Exercise directions
Please reproduce the entries that follow, keeping each word intact.

[Dataset records]

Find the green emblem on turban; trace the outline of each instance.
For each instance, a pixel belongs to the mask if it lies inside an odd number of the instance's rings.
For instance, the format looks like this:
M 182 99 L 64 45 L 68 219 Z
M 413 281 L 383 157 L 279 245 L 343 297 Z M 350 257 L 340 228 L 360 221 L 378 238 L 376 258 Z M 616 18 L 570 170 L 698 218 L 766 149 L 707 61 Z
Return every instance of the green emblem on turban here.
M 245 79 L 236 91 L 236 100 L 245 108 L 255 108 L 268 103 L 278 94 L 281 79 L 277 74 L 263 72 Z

Answer section
Find the green emblem on turban; trace the outline of each instance.
For each instance, a pixel belongs to the mask if it lies inside an odd number of the instance's rings.
For instance, the format looks like this:
M 182 99 L 64 45 L 68 219 Z
M 413 281 L 383 157 L 279 245 L 343 297 Z M 350 257 L 340 228 L 360 221 L 378 238 L 376 258 Z M 616 18 L 570 170 L 698 218 L 766 149 L 707 61 Z
Return every instance of the green emblem on turban here.
M 245 79 L 236 91 L 236 100 L 245 108 L 255 108 L 268 103 L 278 94 L 281 79 L 277 74 L 263 72 Z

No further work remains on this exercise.